Rows from a box labeling dataset
----

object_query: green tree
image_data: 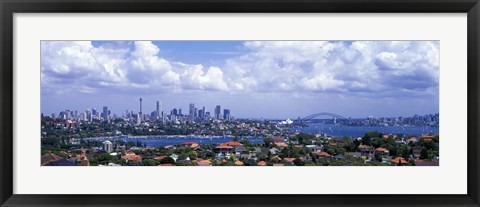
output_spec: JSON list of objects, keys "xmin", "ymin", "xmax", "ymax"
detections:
[{"xmin": 143, "ymin": 159, "xmax": 158, "ymax": 166}]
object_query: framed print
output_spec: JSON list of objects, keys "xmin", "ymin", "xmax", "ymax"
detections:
[{"xmin": 0, "ymin": 0, "xmax": 480, "ymax": 206}]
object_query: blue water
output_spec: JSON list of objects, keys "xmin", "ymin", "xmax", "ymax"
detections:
[
  {"xmin": 289, "ymin": 123, "xmax": 439, "ymax": 137},
  {"xmin": 115, "ymin": 123, "xmax": 439, "ymax": 147},
  {"xmin": 121, "ymin": 137, "xmax": 263, "ymax": 147}
]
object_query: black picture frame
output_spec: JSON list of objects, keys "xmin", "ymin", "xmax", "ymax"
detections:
[{"xmin": 0, "ymin": 0, "xmax": 480, "ymax": 206}]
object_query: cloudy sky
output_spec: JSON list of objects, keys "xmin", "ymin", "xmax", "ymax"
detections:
[{"xmin": 41, "ymin": 41, "xmax": 440, "ymax": 119}]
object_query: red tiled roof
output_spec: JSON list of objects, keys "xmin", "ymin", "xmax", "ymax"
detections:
[
  {"xmin": 375, "ymin": 147, "xmax": 388, "ymax": 152},
  {"xmin": 275, "ymin": 142, "xmax": 288, "ymax": 147},
  {"xmin": 315, "ymin": 152, "xmax": 330, "ymax": 157},
  {"xmin": 215, "ymin": 145, "xmax": 233, "ymax": 149},
  {"xmin": 272, "ymin": 155, "xmax": 282, "ymax": 160},
  {"xmin": 181, "ymin": 142, "xmax": 198, "ymax": 148},
  {"xmin": 283, "ymin": 157, "xmax": 295, "ymax": 162},
  {"xmin": 160, "ymin": 163, "xmax": 173, "ymax": 166},
  {"xmin": 153, "ymin": 156, "xmax": 167, "ymax": 160},
  {"xmin": 122, "ymin": 155, "xmax": 143, "ymax": 160},
  {"xmin": 222, "ymin": 141, "xmax": 243, "ymax": 146},
  {"xmin": 198, "ymin": 160, "xmax": 212, "ymax": 165},
  {"xmin": 41, "ymin": 152, "xmax": 63, "ymax": 166},
  {"xmin": 390, "ymin": 157, "xmax": 408, "ymax": 164}
]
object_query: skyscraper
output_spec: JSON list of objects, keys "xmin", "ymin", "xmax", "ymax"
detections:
[
  {"xmin": 139, "ymin": 97, "xmax": 142, "ymax": 114},
  {"xmin": 188, "ymin": 103, "xmax": 195, "ymax": 120},
  {"xmin": 215, "ymin": 105, "xmax": 221, "ymax": 119},
  {"xmin": 102, "ymin": 106, "xmax": 108, "ymax": 119},
  {"xmin": 103, "ymin": 141, "xmax": 113, "ymax": 152},
  {"xmin": 223, "ymin": 109, "xmax": 230, "ymax": 121},
  {"xmin": 155, "ymin": 101, "xmax": 163, "ymax": 119}
]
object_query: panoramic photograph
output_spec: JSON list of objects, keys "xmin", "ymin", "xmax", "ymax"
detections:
[{"xmin": 40, "ymin": 40, "xmax": 440, "ymax": 167}]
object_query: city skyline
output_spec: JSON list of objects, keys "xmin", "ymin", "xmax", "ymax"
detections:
[{"xmin": 41, "ymin": 41, "xmax": 439, "ymax": 119}]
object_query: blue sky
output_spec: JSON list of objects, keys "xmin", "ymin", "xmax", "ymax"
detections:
[{"xmin": 41, "ymin": 41, "xmax": 440, "ymax": 118}]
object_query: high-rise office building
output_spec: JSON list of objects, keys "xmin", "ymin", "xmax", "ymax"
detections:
[
  {"xmin": 215, "ymin": 105, "xmax": 221, "ymax": 119},
  {"xmin": 139, "ymin": 97, "xmax": 142, "ymax": 114},
  {"xmin": 188, "ymin": 103, "xmax": 195, "ymax": 120},
  {"xmin": 103, "ymin": 141, "xmax": 113, "ymax": 152},
  {"xmin": 102, "ymin": 106, "xmax": 108, "ymax": 119},
  {"xmin": 199, "ymin": 106, "xmax": 205, "ymax": 119},
  {"xmin": 223, "ymin": 109, "xmax": 230, "ymax": 121}
]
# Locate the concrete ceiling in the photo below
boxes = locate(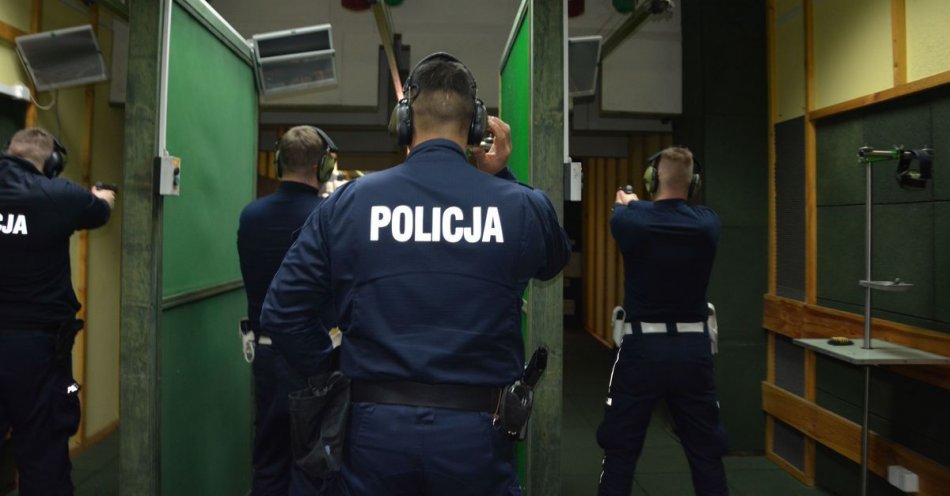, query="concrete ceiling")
[209,0,650,108]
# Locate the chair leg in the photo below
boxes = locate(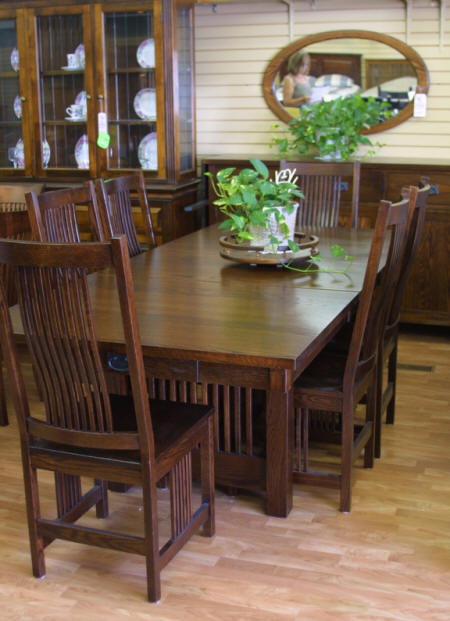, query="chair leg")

----

> Task prompt: How many lines of the records above contain the string "blue"? Case counts. Reply with the number alone.

> Result of the task: 2